Data for review —

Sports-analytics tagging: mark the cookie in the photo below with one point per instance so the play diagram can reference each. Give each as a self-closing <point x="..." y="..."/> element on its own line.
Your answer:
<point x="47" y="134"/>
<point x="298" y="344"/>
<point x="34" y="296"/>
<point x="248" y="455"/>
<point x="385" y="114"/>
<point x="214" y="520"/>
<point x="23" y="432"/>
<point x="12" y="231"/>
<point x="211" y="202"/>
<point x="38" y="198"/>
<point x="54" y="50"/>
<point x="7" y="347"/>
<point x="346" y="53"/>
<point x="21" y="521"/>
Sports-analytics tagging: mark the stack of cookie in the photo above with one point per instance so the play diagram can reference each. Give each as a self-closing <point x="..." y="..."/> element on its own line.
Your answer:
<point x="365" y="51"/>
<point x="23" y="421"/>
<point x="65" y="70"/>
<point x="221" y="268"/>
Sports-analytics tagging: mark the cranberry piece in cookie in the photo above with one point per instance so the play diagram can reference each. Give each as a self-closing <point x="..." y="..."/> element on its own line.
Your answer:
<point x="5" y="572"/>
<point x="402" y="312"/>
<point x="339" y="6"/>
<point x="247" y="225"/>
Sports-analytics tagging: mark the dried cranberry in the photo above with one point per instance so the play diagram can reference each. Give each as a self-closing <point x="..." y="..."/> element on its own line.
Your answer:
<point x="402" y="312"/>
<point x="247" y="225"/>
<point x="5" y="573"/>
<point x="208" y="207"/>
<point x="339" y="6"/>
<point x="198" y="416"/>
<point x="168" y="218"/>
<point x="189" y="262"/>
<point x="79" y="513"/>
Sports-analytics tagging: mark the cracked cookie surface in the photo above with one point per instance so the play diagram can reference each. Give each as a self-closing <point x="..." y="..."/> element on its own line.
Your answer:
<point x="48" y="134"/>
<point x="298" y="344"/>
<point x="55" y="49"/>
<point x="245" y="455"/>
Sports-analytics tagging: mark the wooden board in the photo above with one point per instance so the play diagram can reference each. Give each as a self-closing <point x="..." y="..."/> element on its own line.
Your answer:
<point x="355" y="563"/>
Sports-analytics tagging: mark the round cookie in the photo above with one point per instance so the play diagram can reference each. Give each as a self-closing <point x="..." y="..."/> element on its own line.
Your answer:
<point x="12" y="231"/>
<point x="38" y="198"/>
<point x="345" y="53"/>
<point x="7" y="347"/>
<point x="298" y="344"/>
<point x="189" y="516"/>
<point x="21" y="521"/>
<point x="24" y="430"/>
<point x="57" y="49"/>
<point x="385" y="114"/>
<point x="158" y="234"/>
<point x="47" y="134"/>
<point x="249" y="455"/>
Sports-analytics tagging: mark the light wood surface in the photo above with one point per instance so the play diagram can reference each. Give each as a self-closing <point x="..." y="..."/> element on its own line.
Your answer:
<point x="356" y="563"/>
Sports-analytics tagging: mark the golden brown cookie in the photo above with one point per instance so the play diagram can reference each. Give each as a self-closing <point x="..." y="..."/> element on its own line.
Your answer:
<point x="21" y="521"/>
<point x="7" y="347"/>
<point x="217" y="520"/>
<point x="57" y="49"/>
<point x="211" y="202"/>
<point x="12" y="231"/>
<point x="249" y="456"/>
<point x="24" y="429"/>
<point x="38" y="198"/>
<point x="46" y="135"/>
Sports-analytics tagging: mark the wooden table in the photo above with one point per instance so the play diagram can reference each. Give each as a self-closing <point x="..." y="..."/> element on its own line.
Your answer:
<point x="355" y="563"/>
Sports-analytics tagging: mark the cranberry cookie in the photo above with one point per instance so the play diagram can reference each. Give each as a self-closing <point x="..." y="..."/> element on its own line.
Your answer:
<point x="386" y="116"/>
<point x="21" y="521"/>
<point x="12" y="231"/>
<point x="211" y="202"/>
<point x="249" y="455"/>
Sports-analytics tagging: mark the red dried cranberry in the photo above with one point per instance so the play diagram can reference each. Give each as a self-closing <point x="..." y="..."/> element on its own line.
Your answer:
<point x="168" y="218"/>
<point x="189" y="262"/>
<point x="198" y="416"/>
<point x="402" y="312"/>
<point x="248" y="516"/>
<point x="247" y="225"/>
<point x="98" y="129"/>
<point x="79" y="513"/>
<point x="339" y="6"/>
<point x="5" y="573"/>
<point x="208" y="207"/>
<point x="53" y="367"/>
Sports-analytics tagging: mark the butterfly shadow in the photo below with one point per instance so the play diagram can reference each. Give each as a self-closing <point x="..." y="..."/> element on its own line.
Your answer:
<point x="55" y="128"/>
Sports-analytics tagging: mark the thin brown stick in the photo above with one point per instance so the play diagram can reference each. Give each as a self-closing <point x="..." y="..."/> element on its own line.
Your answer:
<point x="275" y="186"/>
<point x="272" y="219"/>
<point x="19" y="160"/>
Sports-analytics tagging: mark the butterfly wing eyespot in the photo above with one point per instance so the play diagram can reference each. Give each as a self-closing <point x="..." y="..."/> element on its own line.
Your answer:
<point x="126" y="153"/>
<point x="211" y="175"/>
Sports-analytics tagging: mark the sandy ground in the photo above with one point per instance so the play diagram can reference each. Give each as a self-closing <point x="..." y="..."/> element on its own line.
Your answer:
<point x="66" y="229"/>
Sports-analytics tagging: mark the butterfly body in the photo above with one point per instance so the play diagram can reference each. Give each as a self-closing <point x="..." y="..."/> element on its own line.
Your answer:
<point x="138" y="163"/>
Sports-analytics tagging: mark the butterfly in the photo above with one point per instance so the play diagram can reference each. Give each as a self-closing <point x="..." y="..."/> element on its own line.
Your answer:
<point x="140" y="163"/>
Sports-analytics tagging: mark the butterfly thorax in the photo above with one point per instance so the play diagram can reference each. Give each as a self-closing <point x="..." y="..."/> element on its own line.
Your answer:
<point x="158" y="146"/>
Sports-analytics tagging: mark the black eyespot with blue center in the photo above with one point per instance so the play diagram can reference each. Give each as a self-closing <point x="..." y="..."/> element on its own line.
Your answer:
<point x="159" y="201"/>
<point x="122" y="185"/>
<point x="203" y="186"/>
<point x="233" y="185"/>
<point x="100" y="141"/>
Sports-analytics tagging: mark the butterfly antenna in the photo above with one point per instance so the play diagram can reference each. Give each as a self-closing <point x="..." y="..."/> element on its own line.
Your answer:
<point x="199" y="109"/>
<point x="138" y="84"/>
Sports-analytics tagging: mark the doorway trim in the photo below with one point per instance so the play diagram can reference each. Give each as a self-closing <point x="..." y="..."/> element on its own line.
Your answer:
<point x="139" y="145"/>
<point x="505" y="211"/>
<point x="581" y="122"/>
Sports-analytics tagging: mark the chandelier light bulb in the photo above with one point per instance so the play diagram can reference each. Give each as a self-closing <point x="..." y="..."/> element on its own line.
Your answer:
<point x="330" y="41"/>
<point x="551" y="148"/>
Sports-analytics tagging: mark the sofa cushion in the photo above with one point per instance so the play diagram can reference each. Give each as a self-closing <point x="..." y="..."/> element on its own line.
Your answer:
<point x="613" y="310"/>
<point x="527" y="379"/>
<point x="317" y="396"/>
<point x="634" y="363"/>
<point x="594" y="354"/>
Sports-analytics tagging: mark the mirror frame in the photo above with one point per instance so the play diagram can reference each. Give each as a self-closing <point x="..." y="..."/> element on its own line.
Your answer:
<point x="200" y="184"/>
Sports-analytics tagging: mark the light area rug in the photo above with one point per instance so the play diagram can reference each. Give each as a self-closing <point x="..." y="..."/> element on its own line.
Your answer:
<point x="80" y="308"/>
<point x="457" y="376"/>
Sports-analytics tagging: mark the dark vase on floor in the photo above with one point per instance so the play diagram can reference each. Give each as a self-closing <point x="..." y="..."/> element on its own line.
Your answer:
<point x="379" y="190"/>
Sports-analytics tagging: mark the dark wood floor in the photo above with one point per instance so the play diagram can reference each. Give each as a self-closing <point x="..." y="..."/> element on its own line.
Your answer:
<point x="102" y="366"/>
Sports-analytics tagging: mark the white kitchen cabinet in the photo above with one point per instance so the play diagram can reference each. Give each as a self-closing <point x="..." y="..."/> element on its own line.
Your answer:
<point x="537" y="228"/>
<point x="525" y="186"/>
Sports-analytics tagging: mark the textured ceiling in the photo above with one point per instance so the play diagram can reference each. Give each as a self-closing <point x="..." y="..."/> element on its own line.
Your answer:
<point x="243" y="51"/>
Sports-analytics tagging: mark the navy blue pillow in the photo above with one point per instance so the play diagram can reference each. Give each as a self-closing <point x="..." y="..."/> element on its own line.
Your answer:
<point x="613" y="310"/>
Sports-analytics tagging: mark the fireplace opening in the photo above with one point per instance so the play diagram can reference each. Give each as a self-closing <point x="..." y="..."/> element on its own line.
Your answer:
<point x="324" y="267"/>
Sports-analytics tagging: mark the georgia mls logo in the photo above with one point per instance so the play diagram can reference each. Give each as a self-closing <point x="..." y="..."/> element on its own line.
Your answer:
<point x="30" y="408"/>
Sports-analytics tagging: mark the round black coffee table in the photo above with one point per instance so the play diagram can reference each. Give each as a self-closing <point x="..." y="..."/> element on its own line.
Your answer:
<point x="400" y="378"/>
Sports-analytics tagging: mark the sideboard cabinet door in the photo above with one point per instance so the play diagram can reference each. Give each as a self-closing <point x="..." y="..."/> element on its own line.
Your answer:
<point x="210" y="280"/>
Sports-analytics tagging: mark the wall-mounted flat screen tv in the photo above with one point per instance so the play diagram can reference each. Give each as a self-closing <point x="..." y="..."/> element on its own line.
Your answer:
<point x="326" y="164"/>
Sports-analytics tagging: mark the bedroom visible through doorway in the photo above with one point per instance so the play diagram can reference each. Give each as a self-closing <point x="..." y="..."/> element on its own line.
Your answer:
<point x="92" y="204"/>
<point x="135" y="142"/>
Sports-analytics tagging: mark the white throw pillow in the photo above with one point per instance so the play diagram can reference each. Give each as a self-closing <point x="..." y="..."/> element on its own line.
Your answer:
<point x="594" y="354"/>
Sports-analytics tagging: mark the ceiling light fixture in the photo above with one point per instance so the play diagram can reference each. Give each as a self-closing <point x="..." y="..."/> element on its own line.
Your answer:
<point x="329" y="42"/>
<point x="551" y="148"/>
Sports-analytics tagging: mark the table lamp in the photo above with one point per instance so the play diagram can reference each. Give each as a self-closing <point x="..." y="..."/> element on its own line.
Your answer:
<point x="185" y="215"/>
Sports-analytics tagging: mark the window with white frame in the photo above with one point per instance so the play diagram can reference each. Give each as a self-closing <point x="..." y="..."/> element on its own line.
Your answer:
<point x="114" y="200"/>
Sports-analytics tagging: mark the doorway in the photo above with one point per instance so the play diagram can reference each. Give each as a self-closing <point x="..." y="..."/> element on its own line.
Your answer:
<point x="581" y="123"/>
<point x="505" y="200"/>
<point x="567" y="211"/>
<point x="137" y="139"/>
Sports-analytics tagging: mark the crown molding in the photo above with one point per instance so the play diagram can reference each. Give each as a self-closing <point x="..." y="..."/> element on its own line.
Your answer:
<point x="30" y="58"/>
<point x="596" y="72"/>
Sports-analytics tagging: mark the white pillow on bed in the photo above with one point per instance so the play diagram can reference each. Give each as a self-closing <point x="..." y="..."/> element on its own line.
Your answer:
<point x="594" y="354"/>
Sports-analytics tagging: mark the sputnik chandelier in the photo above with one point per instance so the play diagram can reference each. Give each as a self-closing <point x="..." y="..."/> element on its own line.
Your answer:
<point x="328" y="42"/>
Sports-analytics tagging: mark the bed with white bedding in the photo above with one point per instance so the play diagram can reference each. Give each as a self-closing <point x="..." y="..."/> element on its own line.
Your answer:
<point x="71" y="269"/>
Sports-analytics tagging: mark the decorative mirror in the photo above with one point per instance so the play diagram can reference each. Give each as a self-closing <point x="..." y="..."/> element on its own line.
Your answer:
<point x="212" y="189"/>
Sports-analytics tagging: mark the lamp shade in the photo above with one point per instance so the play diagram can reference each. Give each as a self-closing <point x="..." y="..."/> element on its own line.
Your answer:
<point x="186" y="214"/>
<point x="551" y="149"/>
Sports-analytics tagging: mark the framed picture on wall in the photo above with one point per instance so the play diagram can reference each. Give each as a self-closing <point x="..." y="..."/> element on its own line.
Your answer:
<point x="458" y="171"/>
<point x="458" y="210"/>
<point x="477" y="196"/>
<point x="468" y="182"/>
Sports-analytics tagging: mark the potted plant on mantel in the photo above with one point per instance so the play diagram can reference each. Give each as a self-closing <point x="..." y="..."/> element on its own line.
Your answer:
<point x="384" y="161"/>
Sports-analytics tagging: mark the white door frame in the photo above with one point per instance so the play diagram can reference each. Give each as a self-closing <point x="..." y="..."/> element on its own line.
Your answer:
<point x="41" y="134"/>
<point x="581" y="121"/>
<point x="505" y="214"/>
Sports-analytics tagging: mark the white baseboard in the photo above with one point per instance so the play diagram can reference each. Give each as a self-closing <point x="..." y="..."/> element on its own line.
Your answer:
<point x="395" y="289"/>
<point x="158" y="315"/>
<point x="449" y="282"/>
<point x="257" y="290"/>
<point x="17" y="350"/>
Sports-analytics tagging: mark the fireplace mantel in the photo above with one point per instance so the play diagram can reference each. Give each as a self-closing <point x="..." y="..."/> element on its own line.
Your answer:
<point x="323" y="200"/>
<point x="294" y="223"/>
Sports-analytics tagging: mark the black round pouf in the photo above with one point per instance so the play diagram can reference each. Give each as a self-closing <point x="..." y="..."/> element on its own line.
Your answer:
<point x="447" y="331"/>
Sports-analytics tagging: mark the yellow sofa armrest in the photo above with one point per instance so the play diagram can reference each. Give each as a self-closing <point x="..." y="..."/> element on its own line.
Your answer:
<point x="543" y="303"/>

What you are asked to do —
Pull out all lines from the listing that contain the string "mirror".

Finished exercise —
Sports-analytics tagging: mark the mirror frame in the photo above with one point per instance so the play diagram can reference each. Give each as a self-closing <point x="..." y="..."/> element on its own line.
Sports-analytics tagging: mark the decorative mirror in the photo above with one point per instance so the play diagram can reference each. Give each as a self-closing <point x="..." y="..."/> element on its own line.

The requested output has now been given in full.